Aim of the exercise :: Copy out the lines between the one holding "Where can the white car" and the one holding "point(295, 376)", inclusive. On each line that holds only a point, offset both coordinates by 45, and leave every other line unchanged.

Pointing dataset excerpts
>> Begin

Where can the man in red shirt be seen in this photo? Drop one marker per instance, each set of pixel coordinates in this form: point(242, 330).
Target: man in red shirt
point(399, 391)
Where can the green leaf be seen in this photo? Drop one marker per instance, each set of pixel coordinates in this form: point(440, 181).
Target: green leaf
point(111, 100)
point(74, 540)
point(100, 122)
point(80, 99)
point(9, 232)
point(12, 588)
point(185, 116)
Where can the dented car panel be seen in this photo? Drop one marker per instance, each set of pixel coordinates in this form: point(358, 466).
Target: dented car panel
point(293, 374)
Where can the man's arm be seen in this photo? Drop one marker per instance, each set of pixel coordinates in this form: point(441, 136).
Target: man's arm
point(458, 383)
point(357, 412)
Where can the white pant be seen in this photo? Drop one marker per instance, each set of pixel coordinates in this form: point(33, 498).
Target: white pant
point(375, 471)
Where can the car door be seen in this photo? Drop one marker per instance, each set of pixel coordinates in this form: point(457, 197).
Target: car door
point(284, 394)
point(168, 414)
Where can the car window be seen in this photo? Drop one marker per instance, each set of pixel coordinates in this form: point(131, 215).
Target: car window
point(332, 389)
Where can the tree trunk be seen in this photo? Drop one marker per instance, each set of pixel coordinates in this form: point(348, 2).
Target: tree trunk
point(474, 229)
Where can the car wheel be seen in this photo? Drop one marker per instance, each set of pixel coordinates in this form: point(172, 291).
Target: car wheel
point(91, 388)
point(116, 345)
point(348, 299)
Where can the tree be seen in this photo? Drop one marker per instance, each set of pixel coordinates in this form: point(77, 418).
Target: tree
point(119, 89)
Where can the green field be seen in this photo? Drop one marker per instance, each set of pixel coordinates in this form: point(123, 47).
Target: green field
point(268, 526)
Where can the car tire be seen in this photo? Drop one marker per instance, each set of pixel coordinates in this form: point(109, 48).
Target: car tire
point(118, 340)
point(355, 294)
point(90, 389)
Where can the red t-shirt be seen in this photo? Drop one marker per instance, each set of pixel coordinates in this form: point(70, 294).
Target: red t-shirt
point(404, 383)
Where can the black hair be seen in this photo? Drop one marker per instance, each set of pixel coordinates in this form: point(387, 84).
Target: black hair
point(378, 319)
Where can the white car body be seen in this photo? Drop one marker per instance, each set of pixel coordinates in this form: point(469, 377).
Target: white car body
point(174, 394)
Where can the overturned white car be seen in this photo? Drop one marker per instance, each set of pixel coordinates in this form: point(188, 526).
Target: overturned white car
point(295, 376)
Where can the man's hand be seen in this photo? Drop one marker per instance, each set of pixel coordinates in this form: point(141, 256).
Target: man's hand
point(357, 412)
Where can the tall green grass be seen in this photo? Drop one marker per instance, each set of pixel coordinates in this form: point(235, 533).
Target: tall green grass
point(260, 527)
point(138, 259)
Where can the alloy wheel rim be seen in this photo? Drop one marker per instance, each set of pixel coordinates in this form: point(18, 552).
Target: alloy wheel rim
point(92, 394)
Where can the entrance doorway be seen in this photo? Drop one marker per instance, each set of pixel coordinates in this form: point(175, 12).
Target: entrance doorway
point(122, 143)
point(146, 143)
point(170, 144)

>> End

Final result ::
Where can the white car body be seen in this photo? Drop one marker per instance, each set of pixel coordinates in this form: point(469, 377).
Target: white car body
point(219, 439)
Where can the overturned white car be seen in this photo? Drop one marker per instance, each set of pixel coordinates in this form: point(188, 526).
Target: overturned white car
point(340, 421)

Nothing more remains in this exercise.